-- What the exercise asks --
Retype the whole of the data exactly.

-- Entries shown --
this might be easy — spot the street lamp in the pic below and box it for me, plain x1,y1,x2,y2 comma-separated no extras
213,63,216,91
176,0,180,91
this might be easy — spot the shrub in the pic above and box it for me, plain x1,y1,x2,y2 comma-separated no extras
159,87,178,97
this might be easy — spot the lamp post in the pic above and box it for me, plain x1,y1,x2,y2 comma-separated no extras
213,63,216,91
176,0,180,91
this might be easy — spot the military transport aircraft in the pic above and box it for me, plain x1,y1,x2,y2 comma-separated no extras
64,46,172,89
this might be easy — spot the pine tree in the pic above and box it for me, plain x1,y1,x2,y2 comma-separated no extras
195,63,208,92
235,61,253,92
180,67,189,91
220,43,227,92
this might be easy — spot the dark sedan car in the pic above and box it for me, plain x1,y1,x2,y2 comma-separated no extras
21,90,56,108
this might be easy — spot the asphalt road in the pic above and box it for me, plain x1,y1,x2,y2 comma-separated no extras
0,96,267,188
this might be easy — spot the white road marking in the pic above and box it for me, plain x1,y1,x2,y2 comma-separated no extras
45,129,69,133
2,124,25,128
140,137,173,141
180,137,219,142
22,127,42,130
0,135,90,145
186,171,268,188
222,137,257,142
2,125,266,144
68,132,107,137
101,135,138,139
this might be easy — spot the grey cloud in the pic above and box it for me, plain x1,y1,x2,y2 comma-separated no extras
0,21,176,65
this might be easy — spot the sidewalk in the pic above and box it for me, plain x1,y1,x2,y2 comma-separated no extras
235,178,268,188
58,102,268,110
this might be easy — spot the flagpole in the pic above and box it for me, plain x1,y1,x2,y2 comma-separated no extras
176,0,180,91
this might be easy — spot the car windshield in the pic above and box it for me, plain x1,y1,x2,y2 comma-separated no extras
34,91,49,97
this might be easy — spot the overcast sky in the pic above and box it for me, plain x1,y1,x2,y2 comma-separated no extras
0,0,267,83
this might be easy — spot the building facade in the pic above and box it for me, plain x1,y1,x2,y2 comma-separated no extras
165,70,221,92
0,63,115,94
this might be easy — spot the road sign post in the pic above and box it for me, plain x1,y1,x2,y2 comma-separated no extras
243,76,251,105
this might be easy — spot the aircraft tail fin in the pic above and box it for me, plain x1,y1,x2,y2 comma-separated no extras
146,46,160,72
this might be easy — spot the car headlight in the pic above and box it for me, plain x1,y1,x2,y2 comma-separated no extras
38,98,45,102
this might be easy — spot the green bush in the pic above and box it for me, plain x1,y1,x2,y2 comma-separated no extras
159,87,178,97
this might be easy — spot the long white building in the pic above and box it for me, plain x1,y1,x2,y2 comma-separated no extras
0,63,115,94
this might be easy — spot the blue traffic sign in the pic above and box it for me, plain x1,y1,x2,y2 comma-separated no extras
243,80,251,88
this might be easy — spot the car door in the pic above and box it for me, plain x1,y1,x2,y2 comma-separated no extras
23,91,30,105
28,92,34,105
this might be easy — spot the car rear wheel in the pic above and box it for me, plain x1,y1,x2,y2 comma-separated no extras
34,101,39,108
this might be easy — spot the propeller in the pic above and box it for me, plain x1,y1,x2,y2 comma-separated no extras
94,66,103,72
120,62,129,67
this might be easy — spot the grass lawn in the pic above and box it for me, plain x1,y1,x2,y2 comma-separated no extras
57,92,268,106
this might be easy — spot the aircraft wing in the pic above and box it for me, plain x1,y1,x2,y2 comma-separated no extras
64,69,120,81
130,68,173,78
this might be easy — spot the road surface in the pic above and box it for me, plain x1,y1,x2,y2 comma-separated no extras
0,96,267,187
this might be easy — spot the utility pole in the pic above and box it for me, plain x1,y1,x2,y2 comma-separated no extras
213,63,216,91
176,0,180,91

-- Task output --
this might be easy — spot the street lamp in the pic below and box it for me, plain x1,y1,x2,y2 comma-separated no extras
213,63,216,91
176,0,180,91
this might be easy — spot the shrub in the pic above and box it for me, plain x1,y1,x2,y2 comma-separated no extras
159,87,178,97
this might be easy — spot the lamp post in the pic above and box it for me, plain x1,y1,x2,y2 comma-separated no extras
213,63,216,91
176,0,180,91
this might be easy — spot the military transport aircraft in the pic above and box it for me, plain x1,y1,x2,y2 comma-separated no extras
64,46,172,89
this might be easy — spot the pine tree in the pic above and box it for me, plain x1,y1,x2,y2 comma-separated no extras
195,63,208,92
235,61,253,92
180,67,189,91
220,43,227,92
this might be easy — spot the dark sedan car in the pic above and box it for me, plain x1,y1,x2,y2 comma-separated no extras
21,90,56,108
this might be easy — spot the asphalt road in the pic above and box it for me, plain x1,y1,x2,y2 comma-separated no extras
0,96,267,188
this might be easy — spot the white road marking in the pic above and box it for me, plain x1,y1,x2,y2 comma-separated no extras
45,129,69,133
2,124,25,128
140,137,173,141
180,137,219,142
22,127,42,130
0,135,90,145
186,171,268,188
222,137,257,142
2,125,266,144
68,132,107,137
101,135,138,139
this might be easy — spot the grey cloud in the pic above and box it for me, plain x1,y1,x2,y2 comma-separated no extras
0,21,176,65
this might be easy — spot the sidewalk in the pic above and box it for me, plain x1,y1,x2,y2 comma-separated no extras
235,178,268,188
58,102,268,110
this might be easy — spot the flagpole in the pic above and box it for me, plain x1,y1,x2,y2 comma-separated no extras
176,0,180,91
this might be easy — spot the car windshield in the pic above and box it for me, plain x1,y1,x2,y2 comma-separated no extras
34,91,49,97
this might be easy — spot the overcast sky in the pic above and box it for me, plain x1,y1,x2,y2 comma-separated no extras
0,0,267,83
this might be easy — spot the building facade in the pic above and box it for me, plain x1,y1,x2,y2 comma-separated no extras
165,70,221,92
0,63,115,94
this might be easy — spot the road sign post in the pic above and box it for me, plain x1,y1,x2,y2 comma-separated no extras
243,76,251,105
this might be easy — spot the aircraft tail fin in the pic above and box it for me, plain x1,y1,x2,y2 comma-separated no extras
146,46,160,72
this might be easy — spot the car headlight in the pic above and box it for me, plain x1,y1,x2,y2 comma-separated no extras
38,98,45,102
this might be easy — spot the green bush in the pic above and box it for me, plain x1,y1,x2,y2 comma-separated no extras
159,87,178,97
this might be easy — spot the long white building in the pic above and box it for me, plain x1,y1,x2,y2 comma-separated no extras
0,63,115,94
this might be easy — spot the blue traffic sign in the pic above and box it for me, plain x1,y1,x2,y2 comma-separated no extras
243,80,251,88
this might be easy — spot the car door in the pic above and box it for me, plain x1,y1,x2,y2 comma-separated no extras
23,91,30,105
28,92,34,105
this might be easy — spot the car rear wheel in the pic above and box it for me, plain x1,y1,x2,y2 comma-separated no extras
34,101,39,108
this might be easy — spot the propeller in the pic above and box it for me, plain x1,y1,x2,y2 comma-separated no extras
94,66,103,72
120,62,129,67
this might be easy — spot the grass lawn in the pic above and box it for me, plain x1,y1,x2,y2 comma-separated no extras
57,92,268,106
this might be easy — spot the aircraft wing in the pic above and box it for me, plain x1,y1,x2,y2 comma-separated no extras
64,69,120,81
130,68,173,78
this might be easy — spot the road surface in the pic above and box it for me, plain x1,y1,x2,y2 comma-separated no extras
0,96,267,187
this might be easy — spot the utility pole in the pic above and box it for me, plain x1,y1,x2,y2 comma-separated no extras
213,63,216,91
176,0,180,91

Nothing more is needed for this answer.